===== INPUT DATA
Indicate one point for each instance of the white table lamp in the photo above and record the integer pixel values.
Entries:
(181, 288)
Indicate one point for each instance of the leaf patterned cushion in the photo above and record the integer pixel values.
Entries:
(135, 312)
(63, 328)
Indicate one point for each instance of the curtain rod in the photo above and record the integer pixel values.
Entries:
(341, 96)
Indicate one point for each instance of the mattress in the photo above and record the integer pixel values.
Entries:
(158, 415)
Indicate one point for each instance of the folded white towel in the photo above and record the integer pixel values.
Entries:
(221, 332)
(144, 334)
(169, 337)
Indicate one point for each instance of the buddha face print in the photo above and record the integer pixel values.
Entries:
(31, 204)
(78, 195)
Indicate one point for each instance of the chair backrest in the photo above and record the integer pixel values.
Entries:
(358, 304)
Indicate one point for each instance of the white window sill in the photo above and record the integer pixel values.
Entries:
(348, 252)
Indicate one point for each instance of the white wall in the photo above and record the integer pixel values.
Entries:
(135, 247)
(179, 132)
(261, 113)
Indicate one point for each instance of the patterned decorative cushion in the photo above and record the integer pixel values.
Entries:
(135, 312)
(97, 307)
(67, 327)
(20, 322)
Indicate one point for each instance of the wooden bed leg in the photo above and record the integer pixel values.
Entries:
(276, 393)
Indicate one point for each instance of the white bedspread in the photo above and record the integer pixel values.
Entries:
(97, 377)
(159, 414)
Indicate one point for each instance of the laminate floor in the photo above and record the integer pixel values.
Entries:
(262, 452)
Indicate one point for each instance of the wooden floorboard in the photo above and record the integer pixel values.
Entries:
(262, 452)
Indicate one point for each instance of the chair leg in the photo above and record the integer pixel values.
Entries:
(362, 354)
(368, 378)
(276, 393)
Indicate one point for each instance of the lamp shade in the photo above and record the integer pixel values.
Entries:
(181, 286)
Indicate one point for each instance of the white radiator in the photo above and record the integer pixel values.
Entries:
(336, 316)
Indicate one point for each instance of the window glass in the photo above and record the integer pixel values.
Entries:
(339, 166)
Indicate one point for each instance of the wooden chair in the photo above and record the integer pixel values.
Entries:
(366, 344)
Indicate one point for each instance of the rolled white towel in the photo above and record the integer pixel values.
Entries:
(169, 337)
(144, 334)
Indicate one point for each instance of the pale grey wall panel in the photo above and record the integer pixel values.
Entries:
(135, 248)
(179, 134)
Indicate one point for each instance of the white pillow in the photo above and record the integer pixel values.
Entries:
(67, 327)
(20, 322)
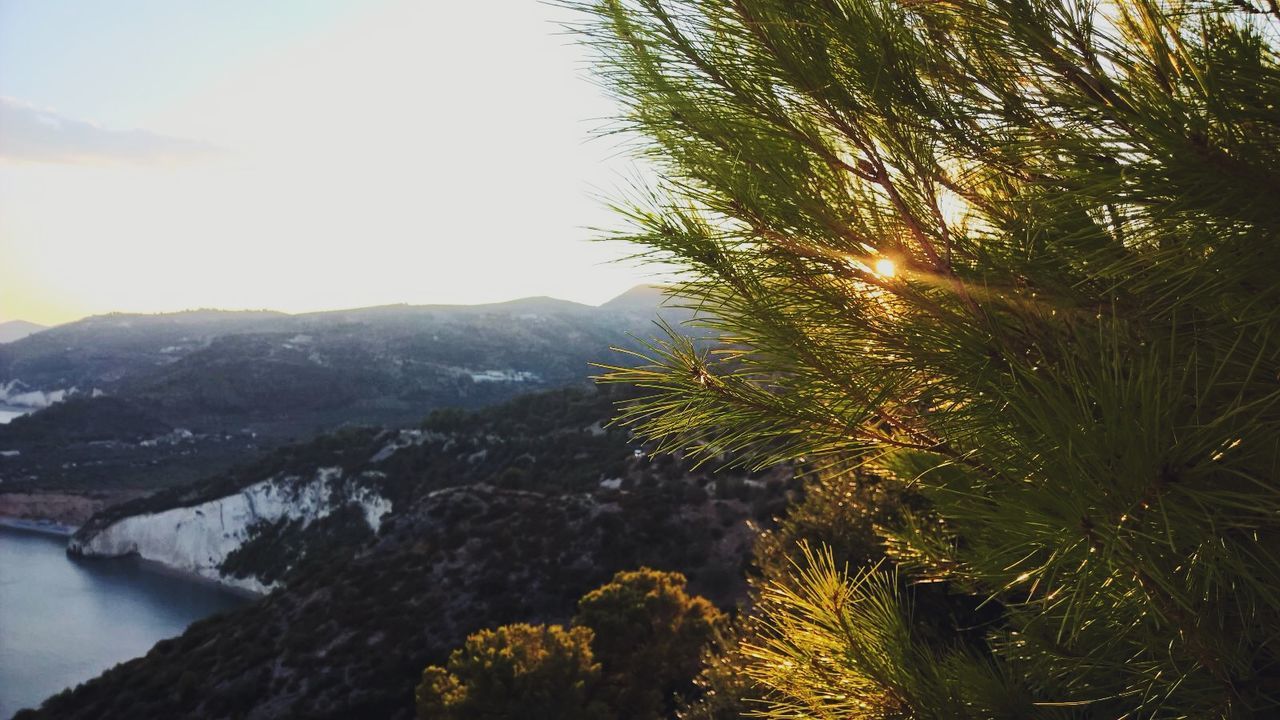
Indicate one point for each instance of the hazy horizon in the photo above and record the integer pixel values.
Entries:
(273, 310)
(301, 155)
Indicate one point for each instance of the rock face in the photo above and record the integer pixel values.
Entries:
(199, 538)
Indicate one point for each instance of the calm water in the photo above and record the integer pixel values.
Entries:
(63, 620)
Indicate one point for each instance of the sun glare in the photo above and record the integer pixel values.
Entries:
(885, 268)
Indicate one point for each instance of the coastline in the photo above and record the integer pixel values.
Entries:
(44, 527)
(65, 532)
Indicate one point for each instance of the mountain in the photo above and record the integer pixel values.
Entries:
(234, 383)
(18, 329)
(385, 547)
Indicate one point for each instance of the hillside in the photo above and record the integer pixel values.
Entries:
(234, 383)
(18, 329)
(483, 518)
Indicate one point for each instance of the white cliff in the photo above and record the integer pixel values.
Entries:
(200, 537)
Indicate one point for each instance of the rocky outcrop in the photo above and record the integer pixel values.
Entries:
(199, 538)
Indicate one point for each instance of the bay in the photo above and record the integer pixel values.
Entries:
(64, 620)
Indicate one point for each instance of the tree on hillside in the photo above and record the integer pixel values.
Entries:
(649, 637)
(1019, 256)
(528, 671)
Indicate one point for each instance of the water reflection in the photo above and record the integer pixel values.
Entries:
(64, 620)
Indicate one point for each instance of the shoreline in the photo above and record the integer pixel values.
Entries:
(65, 532)
(42, 527)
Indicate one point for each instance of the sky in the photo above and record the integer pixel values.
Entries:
(159, 155)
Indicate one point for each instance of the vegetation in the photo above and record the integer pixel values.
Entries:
(360, 615)
(1020, 258)
(635, 645)
(536, 671)
(650, 636)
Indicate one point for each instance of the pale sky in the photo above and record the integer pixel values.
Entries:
(298, 155)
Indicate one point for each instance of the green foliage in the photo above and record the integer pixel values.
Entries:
(649, 636)
(535, 671)
(635, 645)
(1016, 255)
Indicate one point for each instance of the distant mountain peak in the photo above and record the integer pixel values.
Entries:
(18, 329)
(639, 297)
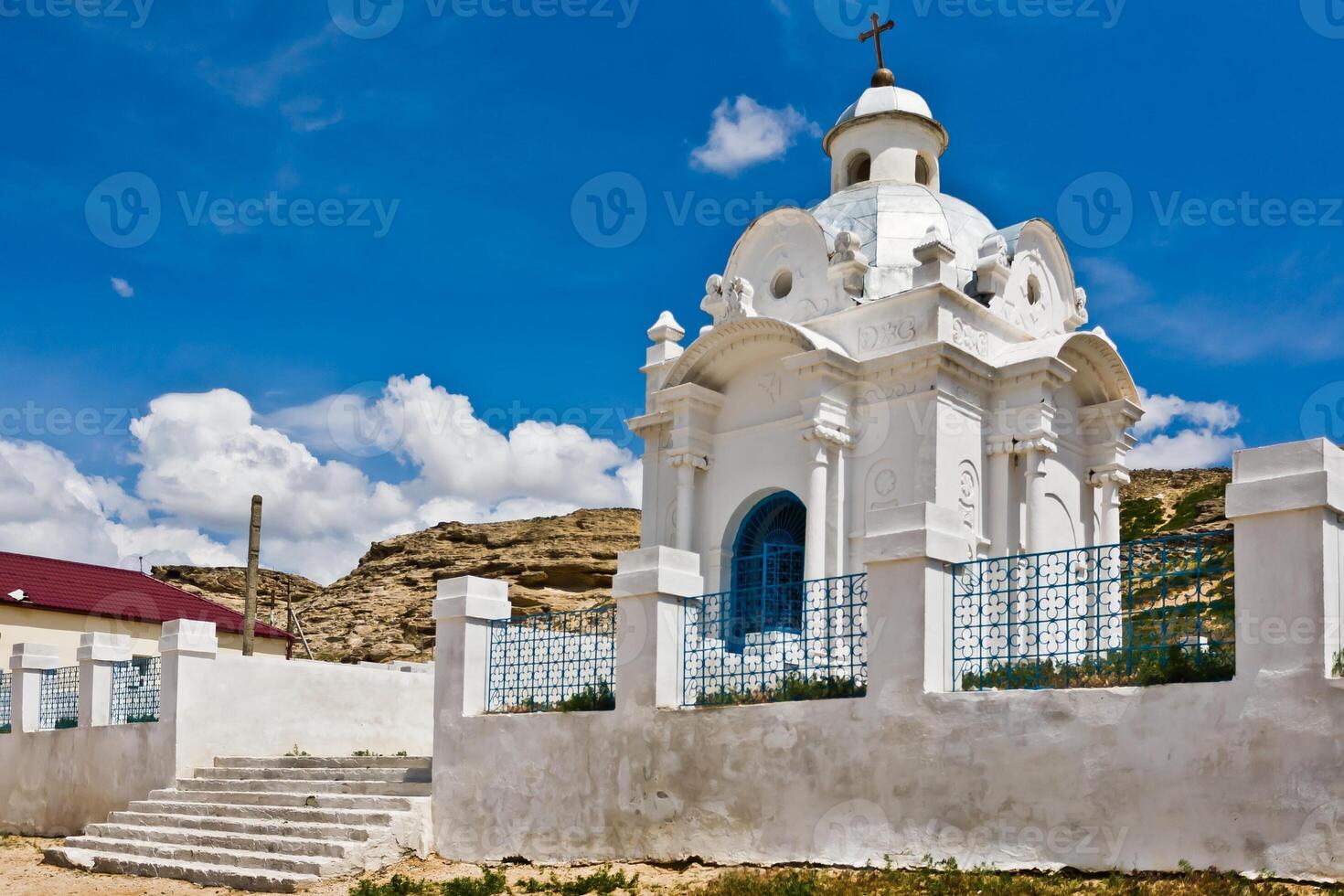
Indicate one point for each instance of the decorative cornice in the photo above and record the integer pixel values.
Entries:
(831, 435)
(677, 460)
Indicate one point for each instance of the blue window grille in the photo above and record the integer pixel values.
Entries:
(134, 690)
(5, 700)
(1141, 613)
(58, 703)
(734, 652)
(552, 663)
(768, 569)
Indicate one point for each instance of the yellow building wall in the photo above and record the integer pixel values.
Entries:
(62, 630)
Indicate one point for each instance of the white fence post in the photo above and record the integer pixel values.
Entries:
(463, 615)
(1285, 503)
(185, 646)
(27, 663)
(97, 655)
(648, 590)
(907, 554)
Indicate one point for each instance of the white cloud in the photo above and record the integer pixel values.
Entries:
(1189, 449)
(203, 455)
(746, 133)
(1304, 325)
(1178, 434)
(1160, 411)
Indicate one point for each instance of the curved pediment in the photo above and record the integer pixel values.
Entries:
(784, 254)
(720, 354)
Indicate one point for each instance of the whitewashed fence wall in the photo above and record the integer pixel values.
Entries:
(1243, 775)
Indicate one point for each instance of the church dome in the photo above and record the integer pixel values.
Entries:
(883, 100)
(891, 219)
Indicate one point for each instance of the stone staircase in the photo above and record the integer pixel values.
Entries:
(272, 825)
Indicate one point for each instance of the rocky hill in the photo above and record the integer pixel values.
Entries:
(225, 584)
(1172, 501)
(382, 610)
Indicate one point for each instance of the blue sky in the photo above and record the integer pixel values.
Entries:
(449, 157)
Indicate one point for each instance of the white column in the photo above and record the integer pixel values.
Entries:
(463, 615)
(815, 549)
(1038, 538)
(648, 589)
(27, 663)
(1110, 484)
(684, 504)
(1001, 508)
(1287, 506)
(837, 512)
(99, 653)
(686, 465)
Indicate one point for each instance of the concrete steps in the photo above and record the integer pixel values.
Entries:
(265, 824)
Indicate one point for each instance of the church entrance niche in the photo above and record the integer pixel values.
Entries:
(768, 570)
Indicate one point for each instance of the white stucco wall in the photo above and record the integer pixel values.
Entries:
(62, 630)
(56, 782)
(1241, 775)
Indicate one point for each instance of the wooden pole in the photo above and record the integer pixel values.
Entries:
(251, 586)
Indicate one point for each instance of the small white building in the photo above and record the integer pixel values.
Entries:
(887, 352)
==========
Do not copy the pictures, but repeat every line exactly.

Indicate one point for each instance of the white table lamp in the photo above and record the integer pixel values.
Entries:
(181, 288)
Indicate one point for each instance of the leaf patterned cushion in the photo above and record the integer pixel values.
Entries:
(135, 312)
(63, 328)
Indicate one point for each instance of the curtain rod in the photo above and record the integer pixel values.
Entries:
(341, 96)
Indicate one point for each instance of the mattress in the photo above and record the integer pixel values.
Entries:
(158, 415)
Indicate one point for each instance of the folded white towel in the photo above and record the integer pixel values.
Entries:
(221, 332)
(144, 334)
(169, 337)
Indicate one point for each instance of the buddha face print in the photo above and record the integer pixel values.
Entries:
(31, 204)
(78, 195)
Indicate one point for each instance of the chair backrest in the photo above and record the integer pixel values.
Entries:
(358, 304)
Indicate one point for each instance of the white window sill in the photo above and record the integer pixel values.
Entries:
(348, 252)
Indicate one point for each instance of the white wall in the photo above and record the integer pixel values.
Entries:
(135, 247)
(179, 132)
(261, 113)
Indicate one point for each instance of the patterned decorative cushion in the photo above and record the integer pixel values.
Entries:
(135, 312)
(97, 307)
(67, 327)
(20, 322)
Indicate one point for each instance of the wooden bed leg in the photo above and record the integer pixel values.
Entries:
(276, 393)
Indicate one point for each instance of the white bedspread in the photo above and record the integer pixel values.
Entries:
(97, 377)
(159, 414)
Indicate one point for each instance of the laminate floor in the photo above and record the integer pixel values.
Entries:
(262, 452)
Indicate one point for each instance of the wooden floorboard in the photo above and record the integer pixel values.
Entries:
(262, 452)
Indicate one point for each instance of the chair leg in the photo above and record the integer pixel values.
Entries:
(362, 354)
(368, 378)
(276, 393)
Indicate one point for each instance of the lamp shade in the photo above and record the integer pixel values.
Entries:
(181, 286)
Indicate one point for each instance of the white radiator in the photo above and record the integer pixel values.
Entries:
(336, 316)
Indicate one point for each instance of the window glass in the photo above and record the integer pixel values.
Entries:
(339, 166)
Indicate one point for each instance of the wooden chair in the photo above and record the integer pixel values.
Entries:
(366, 344)
Indicate one point for each instance of the rolled white towel in the photo above and record the integer pixel values.
Entries:
(169, 337)
(144, 334)
Indicate one point for each instance of the pale grey wall panel in the photo above and record the integer pixel values.
Entries:
(135, 248)
(179, 134)
Indicate one point for each instance of the white pillow in the photo above and record the integer pixel values.
Entries:
(67, 327)
(20, 322)
Indicate one point for each instance of the hazy horizon in the photo above and record the integer pixel values.
Entries:
(273, 310)
(301, 155)
Indicate one point for each instance of the rock face in the photo above and record the integer pixel values.
Entries:
(199, 538)
Indicate one point for each instance of the calm water in the photo above and record the integer pixel values.
Entries:
(63, 620)
Indicate one point for each instance of the sun glare in the photo above and record the integer pixel values.
Entries:
(885, 268)
Indicate one point for each instance of the coastline in the photo above and record the integer pixel values.
Entries:
(44, 527)
(65, 532)
Indicate one point for each instance of the mountain in the photo above and record the integer pixel values.
Entries:
(234, 383)
(18, 329)
(385, 547)
Indicate one point for each instance of the hillside in the photo above and record the integer pixel values.
Entries:
(234, 383)
(18, 329)
(483, 518)
Indicate one point for each instance of the white cliff in the photo above and record the integer pixel values.
Entries:
(200, 537)
Indicate one point for each instance of the rocky outcrop in the photo above and record the integer pixel values.
Entries:
(199, 538)
Indicate one point for each instance of the bay in the photo above and record the integer pixel values.
Entries:
(64, 620)
Indicate one point for each instance of the tree on hillside in the photo above and record the integer pixel values.
Entries:
(649, 637)
(1019, 256)
(528, 671)
Indicate one point for each instance of the water reflection in the photo above and record the integer pixel values.
Entries:
(64, 620)
Indicate one point for each instance of the shoreline in the photo above and record the integer pixel values.
Entries:
(65, 532)
(42, 527)
Indicate one point for each instance of the sky in the photo above and record the integer pixel values.
Entries:
(159, 155)
Indicate one point for each instance of the vegetation in the photo above and record the integer pixel values.
Entries:
(360, 615)
(1020, 258)
(635, 645)
(536, 671)
(650, 636)
Indicate one point for each instance of the pale sky in the photo above and record the integer pixel values.
Entries:
(298, 155)
Indicate one point for each instance of the green foliage in the photo above and record the integer pixel values.
Entries:
(649, 636)
(535, 671)
(635, 645)
(1016, 255)
Indicate one point for each instance of the distant mountain peak in the photo above and record the integer pixel values.
Entries:
(18, 329)
(639, 297)
Indicate one point for each instance of the decorative cornice in the photo above and record the integer pixel values.
Entries:
(831, 435)
(677, 460)
Indicate one point for each instance of the blue window grille in the photo above and record the integer pixel values.
Entries:
(134, 690)
(5, 700)
(1141, 613)
(58, 703)
(734, 652)
(552, 663)
(768, 569)
Indicate one point for each instance of the yellow building wall in the photo above and record the integer pixel values.
Entries:
(62, 630)
Indicate one point for each instance of the white fence post in the photo above and record the integer pixel values.
Entries:
(463, 615)
(1285, 503)
(185, 646)
(27, 663)
(97, 655)
(648, 590)
(907, 554)
Indicate one point for each instance of the white cloud in the photo above and record the integer pixel values.
Entries:
(1189, 449)
(203, 455)
(746, 133)
(1304, 325)
(1178, 434)
(1160, 411)
Indicate one point for each instance of the curved pediment in the photo above and record the integer pixel values.
Entries:
(784, 254)
(720, 354)
Indicate one point for each instance of the whitewashed fence wall in the photo above and record the integer pixel values.
Entries:
(1243, 775)
Indicate one point for each instance of the church dome in the photo above and record the integer pixel values.
Entries:
(883, 100)
(891, 219)
Indicate one point for each instance of the stone staircase in the photo above and record the integer pixel values.
Entries:
(272, 825)
Indicate one point for each instance of the rocky hill in the photo above and record the integer pixel values.
Entries:
(225, 584)
(1172, 501)
(382, 610)
Indicate one point for each instance of the blue sky in the photo above and record the integer pixel values.
Entries:
(449, 157)
Indicate one point for each instance of the white column in the photo above and record the integer pixel values.
Entries:
(463, 615)
(815, 549)
(1038, 538)
(648, 589)
(27, 663)
(1110, 484)
(684, 504)
(1001, 508)
(1287, 506)
(837, 512)
(99, 653)
(686, 465)
Indicate one point for each instance of the concrete steps in the photo above and record the integer pixel values.
Entries:
(265, 824)
Indicate one point for each instance of the church entrance niche in the photo above and record the integer pixel values.
Entries:
(768, 570)
Indicate one point for each instance of the white stucco wall in the photo above and record the integer pixel values.
Entries:
(62, 630)
(56, 782)
(1241, 775)
Indicate one point for each instance of the wooden pole in the photo above and record the integer pixel values.
Entries:
(251, 586)
Indicate one point for each instance of the small white building in the photo above and record the integer pixel values.
Entries:
(887, 352)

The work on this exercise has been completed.